▸ **Exercise objective**
Your copy of the listing should match it exactly, only without pictures.

▸ **Input material**
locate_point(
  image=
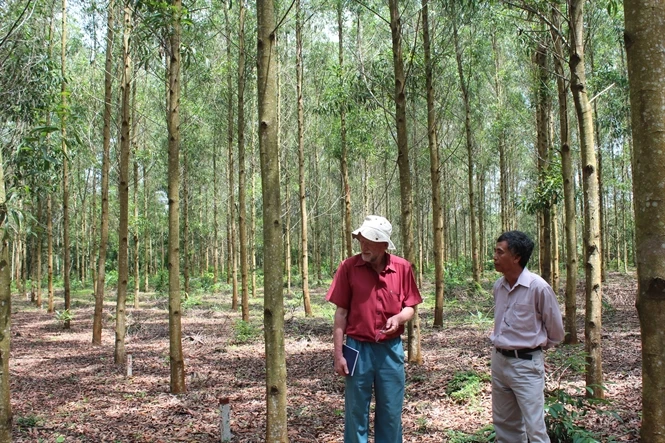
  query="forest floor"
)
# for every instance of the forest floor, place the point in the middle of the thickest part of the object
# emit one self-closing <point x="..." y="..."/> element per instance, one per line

▸ **Answer box**
locate_point(
  image=
  query="forest floor"
)
# for every instance of the forest floor, place the point in the middle of the thickest part of the object
# emit one self-closing <point x="..." y="..."/> element per instance, one per line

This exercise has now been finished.